Nothing but the data itself, reproduced exactly, is the expected answer.
[Input material Boundary: Start]
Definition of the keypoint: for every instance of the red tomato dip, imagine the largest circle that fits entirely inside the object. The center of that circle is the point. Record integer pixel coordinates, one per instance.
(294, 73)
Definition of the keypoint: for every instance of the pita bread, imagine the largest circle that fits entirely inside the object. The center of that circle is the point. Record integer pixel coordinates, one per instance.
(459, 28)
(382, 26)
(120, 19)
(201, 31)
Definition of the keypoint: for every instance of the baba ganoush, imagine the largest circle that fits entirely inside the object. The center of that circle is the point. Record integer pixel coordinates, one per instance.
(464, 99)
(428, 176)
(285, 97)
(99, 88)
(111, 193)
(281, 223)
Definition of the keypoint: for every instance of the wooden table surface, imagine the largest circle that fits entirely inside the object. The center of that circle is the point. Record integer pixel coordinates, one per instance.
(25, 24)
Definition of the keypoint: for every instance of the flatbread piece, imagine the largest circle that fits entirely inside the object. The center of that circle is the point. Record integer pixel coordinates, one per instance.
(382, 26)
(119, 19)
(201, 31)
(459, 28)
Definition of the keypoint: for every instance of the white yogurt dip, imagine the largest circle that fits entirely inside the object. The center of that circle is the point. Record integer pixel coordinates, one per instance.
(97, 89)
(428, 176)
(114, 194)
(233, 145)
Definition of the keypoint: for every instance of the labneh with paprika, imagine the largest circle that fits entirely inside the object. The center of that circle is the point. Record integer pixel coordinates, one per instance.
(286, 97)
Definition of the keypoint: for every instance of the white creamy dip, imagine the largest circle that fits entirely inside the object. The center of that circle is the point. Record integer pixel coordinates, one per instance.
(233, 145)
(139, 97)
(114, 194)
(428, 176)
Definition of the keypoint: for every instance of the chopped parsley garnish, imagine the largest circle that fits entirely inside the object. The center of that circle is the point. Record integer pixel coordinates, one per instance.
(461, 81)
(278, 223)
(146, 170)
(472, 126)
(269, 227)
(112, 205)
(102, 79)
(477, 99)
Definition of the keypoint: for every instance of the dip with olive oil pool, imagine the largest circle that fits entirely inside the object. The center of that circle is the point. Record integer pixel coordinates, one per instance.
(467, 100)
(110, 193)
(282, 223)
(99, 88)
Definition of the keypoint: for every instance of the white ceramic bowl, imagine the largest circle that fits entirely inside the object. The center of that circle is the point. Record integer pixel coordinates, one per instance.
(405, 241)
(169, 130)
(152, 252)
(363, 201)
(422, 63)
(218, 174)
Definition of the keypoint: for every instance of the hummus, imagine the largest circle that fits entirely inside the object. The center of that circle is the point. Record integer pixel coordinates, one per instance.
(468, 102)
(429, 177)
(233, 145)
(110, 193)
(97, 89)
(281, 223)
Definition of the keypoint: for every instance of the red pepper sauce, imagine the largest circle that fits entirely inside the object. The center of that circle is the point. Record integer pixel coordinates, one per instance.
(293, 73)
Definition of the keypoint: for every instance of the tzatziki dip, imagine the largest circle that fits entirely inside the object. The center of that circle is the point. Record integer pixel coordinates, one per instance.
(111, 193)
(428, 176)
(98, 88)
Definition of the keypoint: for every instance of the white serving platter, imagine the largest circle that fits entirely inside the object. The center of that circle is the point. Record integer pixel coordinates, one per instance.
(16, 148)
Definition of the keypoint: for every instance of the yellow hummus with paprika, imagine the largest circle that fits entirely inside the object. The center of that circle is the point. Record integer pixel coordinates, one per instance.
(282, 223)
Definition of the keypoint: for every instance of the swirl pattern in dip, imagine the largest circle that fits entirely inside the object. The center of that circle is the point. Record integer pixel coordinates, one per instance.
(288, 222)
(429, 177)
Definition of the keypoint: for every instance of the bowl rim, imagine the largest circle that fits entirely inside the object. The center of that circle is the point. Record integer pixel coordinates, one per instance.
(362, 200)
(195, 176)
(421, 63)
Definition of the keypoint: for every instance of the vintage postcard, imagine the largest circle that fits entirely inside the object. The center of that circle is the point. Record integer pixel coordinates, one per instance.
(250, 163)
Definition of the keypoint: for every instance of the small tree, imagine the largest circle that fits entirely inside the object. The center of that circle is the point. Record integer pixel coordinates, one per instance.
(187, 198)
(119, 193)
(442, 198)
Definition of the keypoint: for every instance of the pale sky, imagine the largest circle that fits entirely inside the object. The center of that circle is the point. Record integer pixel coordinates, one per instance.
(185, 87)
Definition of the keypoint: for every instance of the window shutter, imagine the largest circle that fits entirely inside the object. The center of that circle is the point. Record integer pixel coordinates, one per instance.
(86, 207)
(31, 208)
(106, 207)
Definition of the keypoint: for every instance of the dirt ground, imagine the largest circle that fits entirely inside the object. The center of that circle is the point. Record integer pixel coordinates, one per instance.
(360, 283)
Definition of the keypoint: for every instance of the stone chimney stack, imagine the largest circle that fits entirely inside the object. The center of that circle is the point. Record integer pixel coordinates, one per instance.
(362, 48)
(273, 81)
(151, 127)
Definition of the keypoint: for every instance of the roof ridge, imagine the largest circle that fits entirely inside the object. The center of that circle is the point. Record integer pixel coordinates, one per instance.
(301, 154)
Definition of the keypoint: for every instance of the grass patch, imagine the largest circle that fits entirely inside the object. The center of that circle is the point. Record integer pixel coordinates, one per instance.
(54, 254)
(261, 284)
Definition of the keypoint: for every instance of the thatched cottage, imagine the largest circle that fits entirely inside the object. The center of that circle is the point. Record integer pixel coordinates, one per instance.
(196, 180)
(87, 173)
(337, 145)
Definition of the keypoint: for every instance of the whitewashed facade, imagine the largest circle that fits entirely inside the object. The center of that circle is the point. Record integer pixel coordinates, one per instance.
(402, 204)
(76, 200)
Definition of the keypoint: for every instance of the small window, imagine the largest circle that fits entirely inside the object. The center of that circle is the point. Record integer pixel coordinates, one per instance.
[Input material Boundary: End]
__Response to this task__.
Definition of the keypoint: for every instance of the red tomato dip, imagine the largest circle that fits entirely inside the object. The center of that circle is the point. Record integer pixel coordinates, one per instance.
(294, 73)
Definition of the keypoint: for every instance of the pita bread, imagine the largest circle that fits entirely inside the object. The center of that circle is the point. Record integer pixel coordinates, one per instance.
(459, 28)
(382, 26)
(120, 19)
(201, 31)
Definition of the keypoint: for every instance of the baba ganoush, imagine the largest circle that fits entirely inside the object. The center of that circle is the point. Record integer pixel coordinates, one per instance.
(464, 99)
(428, 176)
(285, 97)
(99, 88)
(111, 193)
(281, 223)
Definition of the keypoint: for every instance of the wooden table surface, imagine the largest circle that fits entirely inside the object. The center of that circle is the point. Record integer pixel coordinates, one per instance.
(25, 24)
Definition of the keypoint: for every instance of the flatbread piece, imagine the largest circle that fits entirely inside the object. The center of that circle is the point. Record integer pixel coordinates, one per instance.
(382, 26)
(119, 19)
(201, 31)
(459, 28)
Definition of the keypoint: for every instance of the white yogurt dip, imagine the largest circle that fits entirely inside the object. The center of that circle is the point. Record integer pixel coordinates, one per instance.
(97, 89)
(428, 176)
(114, 194)
(233, 145)
Definition of the keypoint: for every instance of the labneh with paprika, imagine the largest circle that fits entirely inside the object. The center of that circle is the point. Record integer pixel coordinates, one per instance.
(286, 97)
Definition of the keypoint: for every instance of the white creamy dip, imagine the largest circle that fits entirely inside the object. The center of that circle is the point. Record integer pixel coordinates, one per instance.
(233, 145)
(139, 97)
(114, 194)
(428, 176)
Definition of the keypoint: for every instance of the chopped parsley garnish, imagine the largest circle that fits entirely inside the object. The center of that circle is the point. Record integer pixel coordinates, one per instance.
(461, 81)
(278, 223)
(146, 170)
(472, 126)
(269, 227)
(112, 205)
(102, 79)
(477, 99)
Definition of the keypoint: for every instance of the dip with olive oil pool, imagine the largest circle that fits entirely inside the object. The center of that circle is the point. Record integer pixel coordinates, one per instance.
(467, 100)
(110, 193)
(282, 223)
(99, 88)
Definition of the keypoint: for every instance of the white ceramic bowl, imagine the largest circle that fits entirely inside the object. The center of that circle is the point. Record integer pixel coordinates, one per instance.
(405, 241)
(169, 130)
(152, 252)
(363, 201)
(422, 63)
(218, 174)
Definition of the keypoint: for every instance of the hummus, imagine the largest circle that fits entirely inside the object. The center of that circle is the point. Record integer pixel coordinates, one per instance.
(468, 102)
(429, 177)
(233, 145)
(110, 193)
(97, 89)
(281, 223)
Definition of the keypoint: for every instance of the red pepper sauce, imagine the largest circle that fits entirely inside the object. The center of that circle is the point. Record integer pixel coordinates, one per instance.
(293, 73)
Definition of the keypoint: for every instance of the tzatziki dip, imagine the largest circle that fits entirely inside the object. The center of that circle is the point. Record integer pixel coordinates, one per instance.
(111, 193)
(428, 176)
(98, 88)
Definition of the keypoint: for every instance of the white serving platter, imagine the largest circle that fits entirely inside the object. The center of that circle is the point. Record integer pixel coordinates, one per instance.
(16, 148)
Definition of the keypoint: for every instance of the yellow hummus with paprika, imagine the largest circle that fits entirely inside the object. The center of that circle is the point. Record integer pixel coordinates, one per instance.
(282, 223)
Definition of the keypoint: for every instance of the swirl pattern in dip, imagine the largest circle that fits entirely inside the object. The center of that circle is the point. Record integer pixel coordinates, one per instance.
(288, 222)
(429, 177)
Definition of the keypoint: for every instance of the bowl rim, imagine the largest circle that fits entirely inside the object. The center of that circle is the point. Record integer pixel coordinates, one per instance.
(362, 200)
(195, 176)
(421, 63)
Definition of the keypoint: for every instance of the vintage postcard, imagine the largest circle that fits entirely inside the object. The center of that circle is the point. Record integer pixel coordinates, one per instance.
(250, 163)
Definition of the keypoint: for every instance of the small tree, imagine the largest circle that fits entirely inside the object. The center of that circle is the point. Record integer pixel coordinates, one per instance.
(187, 198)
(119, 193)
(442, 198)
Definition of the keypoint: for every instance of the pale sky, imagine the largest circle that fits entirely inside the object. The center of that circle is the point. Record integer pixel coordinates, one per instance.
(185, 87)
Definition of the keypoint: for every instance of the window shutter, imagine the largest circle that fits entirely inside the object. The center of that circle is the point. Record integer pixel coordinates, one per instance.
(86, 207)
(31, 208)
(106, 207)
Definition of the keypoint: for every instance of the dirt ground, imagine the largest circle that fits entirely inside the object. The center of that circle is the point. Record integer pixel coordinates, one per instance.
(360, 283)
Definition of the keypoint: for every instance of the stone chimney stack, imagine the largest circle that fits entirely inside the object. The center of that circle is the point. Record integer pixel coordinates, one per instance.
(362, 48)
(273, 81)
(151, 127)
Definition of the keypoint: for every instance of the roof ridge, imagine the largest circle that fits entirely inside the object. The center of that circle is the point. Record integer pixel coordinates, one per instance.
(301, 154)
Definition of the keypoint: for every instance of the grass patch, imagine the largest circle that fits entirely inside the object. The center of that circle is the point. Record integer pixel coordinates, one per instance.
(54, 254)
(261, 284)
Definition of the keypoint: for every instance of the thatched cottage, imagine the largest circle that fits entirely inside the object. The center of that circle is the point. Record integer pixel coordinates, one per instance.
(196, 180)
(87, 173)
(337, 145)
Definition of the keypoint: for every instance of the whitewashed facade, imagine the largest circle that fits entirely inside the object. The center of that circle is the point. Record integer pixel coordinates, one per instance.
(402, 204)
(76, 200)
Definition of the keypoint: for every instance of the small window, imagine the largest circle that fits entirely inside the object. The center of that circle is the point. Record integer pixel coordinates, one per instance.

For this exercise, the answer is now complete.